Type out every line of the data again, exactly.

### Supplied data

== Segment start ==

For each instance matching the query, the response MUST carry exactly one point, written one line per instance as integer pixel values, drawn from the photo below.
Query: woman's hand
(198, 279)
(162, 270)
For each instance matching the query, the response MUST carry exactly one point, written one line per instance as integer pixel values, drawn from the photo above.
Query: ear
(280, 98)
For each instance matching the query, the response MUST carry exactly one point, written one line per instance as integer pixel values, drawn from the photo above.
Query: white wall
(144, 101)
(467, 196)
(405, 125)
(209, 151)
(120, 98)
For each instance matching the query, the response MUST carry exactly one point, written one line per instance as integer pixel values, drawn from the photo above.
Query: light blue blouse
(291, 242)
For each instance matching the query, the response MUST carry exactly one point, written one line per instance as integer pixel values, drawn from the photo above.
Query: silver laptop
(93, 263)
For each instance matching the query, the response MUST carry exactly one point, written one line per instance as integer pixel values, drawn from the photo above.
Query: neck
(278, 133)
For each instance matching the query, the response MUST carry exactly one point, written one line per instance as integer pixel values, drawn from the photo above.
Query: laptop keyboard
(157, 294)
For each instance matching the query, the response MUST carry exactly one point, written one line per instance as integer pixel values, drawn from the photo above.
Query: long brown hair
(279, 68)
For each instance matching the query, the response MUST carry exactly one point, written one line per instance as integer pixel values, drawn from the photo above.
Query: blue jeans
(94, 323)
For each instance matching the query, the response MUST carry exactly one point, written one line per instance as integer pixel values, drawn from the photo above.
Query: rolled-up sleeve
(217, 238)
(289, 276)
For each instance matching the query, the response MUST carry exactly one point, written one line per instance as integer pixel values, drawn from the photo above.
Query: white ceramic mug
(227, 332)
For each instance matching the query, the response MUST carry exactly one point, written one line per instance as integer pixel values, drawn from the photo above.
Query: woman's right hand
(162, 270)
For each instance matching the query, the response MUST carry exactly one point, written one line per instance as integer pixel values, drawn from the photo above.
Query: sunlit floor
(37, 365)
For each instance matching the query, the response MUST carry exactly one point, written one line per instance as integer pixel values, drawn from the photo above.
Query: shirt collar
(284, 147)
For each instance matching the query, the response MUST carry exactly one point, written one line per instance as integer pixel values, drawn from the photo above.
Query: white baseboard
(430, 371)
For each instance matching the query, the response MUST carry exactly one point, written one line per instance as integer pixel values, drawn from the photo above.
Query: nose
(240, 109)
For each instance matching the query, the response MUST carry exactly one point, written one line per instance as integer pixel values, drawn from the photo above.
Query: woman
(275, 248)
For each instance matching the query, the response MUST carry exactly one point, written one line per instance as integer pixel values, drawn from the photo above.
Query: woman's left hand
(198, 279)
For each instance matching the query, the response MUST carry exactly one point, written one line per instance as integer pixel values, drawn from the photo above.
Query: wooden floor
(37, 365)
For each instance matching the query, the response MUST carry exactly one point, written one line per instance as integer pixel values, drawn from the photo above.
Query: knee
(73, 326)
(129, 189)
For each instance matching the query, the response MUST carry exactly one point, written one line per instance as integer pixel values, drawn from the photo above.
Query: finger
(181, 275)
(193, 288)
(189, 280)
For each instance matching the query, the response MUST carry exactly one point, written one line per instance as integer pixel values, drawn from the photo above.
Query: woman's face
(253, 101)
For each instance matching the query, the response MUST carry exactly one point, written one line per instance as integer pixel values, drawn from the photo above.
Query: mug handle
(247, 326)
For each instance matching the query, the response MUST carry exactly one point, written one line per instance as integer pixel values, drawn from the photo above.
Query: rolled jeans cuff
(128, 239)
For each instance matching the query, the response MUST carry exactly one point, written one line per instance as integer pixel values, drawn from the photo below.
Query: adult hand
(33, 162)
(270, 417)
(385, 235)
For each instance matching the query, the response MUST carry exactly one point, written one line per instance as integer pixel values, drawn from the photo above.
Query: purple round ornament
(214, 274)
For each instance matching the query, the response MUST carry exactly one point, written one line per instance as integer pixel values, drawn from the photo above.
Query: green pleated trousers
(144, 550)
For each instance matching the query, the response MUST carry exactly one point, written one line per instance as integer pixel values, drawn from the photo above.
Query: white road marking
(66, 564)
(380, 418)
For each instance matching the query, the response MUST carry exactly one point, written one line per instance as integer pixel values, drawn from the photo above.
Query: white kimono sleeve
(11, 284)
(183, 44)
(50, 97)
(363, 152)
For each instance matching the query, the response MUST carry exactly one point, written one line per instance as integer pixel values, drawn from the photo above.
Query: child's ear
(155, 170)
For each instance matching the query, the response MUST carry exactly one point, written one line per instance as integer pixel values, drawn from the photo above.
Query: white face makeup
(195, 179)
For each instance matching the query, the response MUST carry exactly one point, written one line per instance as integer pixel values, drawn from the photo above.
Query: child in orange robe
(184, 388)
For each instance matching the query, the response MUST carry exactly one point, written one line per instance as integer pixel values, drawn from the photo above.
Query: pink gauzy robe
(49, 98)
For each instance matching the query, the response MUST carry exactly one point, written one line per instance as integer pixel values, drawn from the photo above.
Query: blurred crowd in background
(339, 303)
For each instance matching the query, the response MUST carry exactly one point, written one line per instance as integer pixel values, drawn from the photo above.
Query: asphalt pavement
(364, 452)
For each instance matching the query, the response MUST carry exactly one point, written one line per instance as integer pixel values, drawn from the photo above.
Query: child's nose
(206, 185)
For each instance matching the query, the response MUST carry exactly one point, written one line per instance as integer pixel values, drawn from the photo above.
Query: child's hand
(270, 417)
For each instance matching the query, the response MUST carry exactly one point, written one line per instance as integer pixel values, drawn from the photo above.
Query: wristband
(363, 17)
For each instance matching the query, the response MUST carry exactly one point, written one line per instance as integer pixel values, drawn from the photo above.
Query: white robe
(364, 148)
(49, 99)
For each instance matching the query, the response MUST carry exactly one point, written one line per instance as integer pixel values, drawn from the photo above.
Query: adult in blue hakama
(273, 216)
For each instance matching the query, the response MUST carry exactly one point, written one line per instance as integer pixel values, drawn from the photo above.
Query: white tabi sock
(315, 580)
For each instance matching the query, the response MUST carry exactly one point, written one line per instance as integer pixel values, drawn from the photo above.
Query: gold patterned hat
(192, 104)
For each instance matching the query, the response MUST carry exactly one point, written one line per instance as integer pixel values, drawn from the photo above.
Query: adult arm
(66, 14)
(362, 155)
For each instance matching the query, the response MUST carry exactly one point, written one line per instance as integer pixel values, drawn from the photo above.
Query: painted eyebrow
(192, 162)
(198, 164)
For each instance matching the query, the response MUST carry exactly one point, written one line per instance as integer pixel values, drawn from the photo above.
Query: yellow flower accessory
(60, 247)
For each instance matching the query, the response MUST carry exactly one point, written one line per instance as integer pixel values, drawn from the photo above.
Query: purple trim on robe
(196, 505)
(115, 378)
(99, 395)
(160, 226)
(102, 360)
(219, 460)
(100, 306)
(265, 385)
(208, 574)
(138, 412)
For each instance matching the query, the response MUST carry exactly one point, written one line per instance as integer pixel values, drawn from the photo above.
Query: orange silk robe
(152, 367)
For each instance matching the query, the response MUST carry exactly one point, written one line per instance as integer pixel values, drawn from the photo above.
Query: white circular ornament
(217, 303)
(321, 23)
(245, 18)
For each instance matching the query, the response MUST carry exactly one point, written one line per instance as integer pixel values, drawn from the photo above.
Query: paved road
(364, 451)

== Segment end ==

### Response area
For each instance matching the query, the response MUST carry exactly one point, written one line per instance as integer pixel values, drawn from the photo below.
Query: woman's hand
(198, 279)
(162, 270)
For each instance matching the query, the response MUST carry exactly one point, written one line per instance as integer pixel values, drawn from the photo above.
Query: ear
(280, 98)
For each instance matching the query, the response MUST carry exactly one point, written one line per instance as integer pixel values, drawn from the photo above.
Query: white wall
(144, 101)
(467, 196)
(405, 125)
(209, 151)
(120, 98)
For each instance matching the query, the response MUST carry exactly one point, written one line per instance as integer pixel values, drawn from the photo above.
Query: light blue blouse
(291, 242)
For each instance matching the query, the response MUST carry exactly one point, written one line per instance as integer pixel values, drawn from the photo above.
Query: silver laptop
(93, 263)
For each instance matching the query, the response MUST carry exactly one point, written one line per instance as integer pixel values, drawn from the photo above.
Query: neck
(278, 133)
For each instance matching the query, the response MUST carry exactly one point, written one line per instance as integer pixel values, drawn from the photo above.
Query: laptop keyboard
(157, 294)
For each instance matching the query, the response MUST carry exactly one point, written one line per instance as integer pixel values, drawn from the photo above.
Query: long brown hair
(279, 68)
For each instance matching the query, the response MUST carry exactly one point, written one line per instance as integer pixel values, drawn from the photo above.
Query: blue jeans
(94, 323)
For each instance matching the query, the response MUST carry exactly one point, written one line per instance as integer pixel values, drawn from the photo above.
Query: rolled-up sleeve
(217, 238)
(289, 276)
For each instance matching the query, the response MUST carry exactly one point, written one line per instance as integer pixel values, drawn from the photo above.
Query: white ceramic mug
(227, 332)
For each instance matching the query, the response MUST carry exactly one point, written one line per instance as integer pixel values, drawn from the photo above.
Query: woman's right hand
(162, 270)
For each instance matching the query, the response MUST carry exactly one point, written one line per instance as integer pixel values, drawn from the photo above.
Query: sunlit floor
(37, 365)
For each instance matching the query, the response MUST carry exactly one point, written one line per instance as integer pixel values, drawn from the photo above.
Query: shirt collar
(284, 147)
For each instance matching the query, the response MUST carry exactly one point, written one line per instance as integer pixel values, drawn from the photo above.
Query: white baseboard
(430, 371)
For each instance matching the query, the response MUST carry exactly one point, written one line per instance as integer pixel values, drawn from the photo above.
Query: nose
(240, 109)
For each instance matching the query, the response MUST carry exactly one point, written one line per instance as integer pixel values, drawn from the photo above.
Query: woman
(275, 248)
For each instance matching the query, the response MUST carry exactly one point, written one line per instance as integer pixel values, drawn from the photo above.
Query: woman's left hand
(198, 279)
For each instance matching the query, the response MUST carry exactly one point, written one line per instance as integer pixel values, drawn from the photo above.
Query: wooden floor
(37, 365)
For each instance matching the query, the response MUST carry exactly one point, written one line per instance as integer pixel values, drawn from the photo above.
Query: knee
(73, 326)
(129, 189)
For each instance matching the query, the response MUST carry exactly one point, written one line per instance as integer pixel values, drawn from the photo above.
Query: finger
(181, 275)
(193, 288)
(189, 280)
For each instance matching the query, the response MUST carry exactly one point, written one line per instance as integer pixel values, drawn from the photo above.
Query: woman's face
(253, 101)
For each instance matching the query, the response MUST carry exactly one point, written one line per instance as integer pixel values, drawn from the photo above.
Query: mug handle
(247, 326)
For each instance matching the query, the response MUST carry exactly one point, written one line per instance as integer pixel values, drawn from the photo above.
Query: rolled jeans cuff
(128, 239)
For each instance matching the query, the response MUST carry exactly one point, written one line per instance as integer pixel values, drawn from the photo below.
Query: adult hand
(33, 162)
(270, 417)
(385, 235)
For each instance matching the query, the response MUST carry exactly one point, written one line per instance as integer pixel values, drawn from the photo above.
Query: purple round ornament
(214, 274)
For each instance matching the query, the response MUST carry exactly one point, written one line per instance as integer pixel values, drawn from the photo above.
Query: green pleated trousers
(144, 550)
For each instance matching the query, the response MUST carry exactly one point, written one line per instance as integer pixel values, drawn from the photo above.
Query: white road marking
(66, 564)
(380, 418)
For each instance matching the query, the response MUST carry exactly one point, written one line per instance as integer pixel values, drawn from the photo above.
Query: white kimono sleeve
(11, 284)
(183, 44)
(50, 97)
(363, 152)
For each instance matching the query, the response MUST carry exactly one point, written one line per instance as integer pixel values, drawn from the photo above.
Query: child's ear
(155, 170)
For each instance matching the query, the response MUST carry exactly one point, written one line per instance as integer pixel values, drawn from the photo above.
Query: white face makeup
(195, 179)
For each instance matching the query, the response MUST carry exactly one point, written one line per instance as integer pixel values, drawn from the photo above.
Query: child in orange robe
(184, 388)
For each instance matching the query, the response MUST carry exactly one point, written one line per instance as integer pixel values, drawn from the photo above.
Query: pink gauzy robe
(49, 98)
For each instance matching the query, the response MUST carry exactly one point, written one line per instance as integer pixel values, drawn from the photo above.
Query: blurred crowd in background
(339, 303)
For each instance matching the query, the response MUST carry exactly one point, written one line per instance as integer pixel values, drawn from the photo above.
Query: asphalt pavement
(364, 452)
For each instance matching the query, the response MUST carry exactly one point, written one line per instance as integer pixel values, drawn from the photo above.
Query: child's nose
(206, 185)
For each instance matching the query, the response MUST carry exactly one point, written one line per instance as integer pixel values, drawn from the photo above.
Query: child's hand
(270, 417)
For each instance matching the query, the response MUST carry exactly one point, written one line per instance as integer pixel values, drawn from the photo above.
Query: wristband
(363, 17)
For each instance matching the query, the response MUST carry exactly one point, written one line per instance as integer pixel values, drawn from the photo above.
Query: white robe
(364, 148)
(49, 99)
For each instance matching the query, the response MUST carry exactly one point, written one line per instance as integer pixel values, drawn from the photo above.
Query: adult in blue hakama
(273, 216)
For each instance matching the query, the response MUST carry exactly one point, written one line per instance as integer pixel values, drawn from the photo above.
Query: white tabi sock
(315, 580)
For each instance matching the query, the response MUST carry exactly one point, written one line per instance as integer pixel values, drawn from the photo above.
Query: gold patterned hat
(192, 104)
For each instance matching the query, the response MUST carry exactly one point, written one line per instance as integer pixel values, drawn from the photo above.
Query: adult arm
(66, 14)
(362, 155)
For each instance matching the query, the response MUST carry exactly one point, written one line per instance as integer pixel values, drawn from the photo above.
Query: painted eyebrow
(192, 162)
(198, 164)
For each instance matching the query, the response MUST carry exactly one point, written one line per instance as integer pixel values, drawn from the photo above.
Query: yellow flower accessory
(60, 247)
For each instance matching the query, the response MUST carry exactly one point, written one line per instance as integer pixel values, drawn from the photo above.
Query: purple trim on robe
(196, 505)
(115, 378)
(99, 395)
(160, 226)
(102, 360)
(219, 460)
(100, 306)
(265, 385)
(208, 574)
(138, 412)
For each instance matching the query, the response MUST carry exactly one point, written one line per instance as integer pixel values, drawn from the photo above.
Query: orange silk robe
(152, 367)
For each instance matching the query, the response MUST carry exactly one point, written one line per instance as integer pixel values, drawn from the photo above.
Query: white circular ornament
(217, 303)
(321, 23)
(245, 18)
For each instance matching the query, the response MUST carry exactly one point, written one line per instance as integer pixel values, drawn from the photo above.
Query: paved road
(364, 451)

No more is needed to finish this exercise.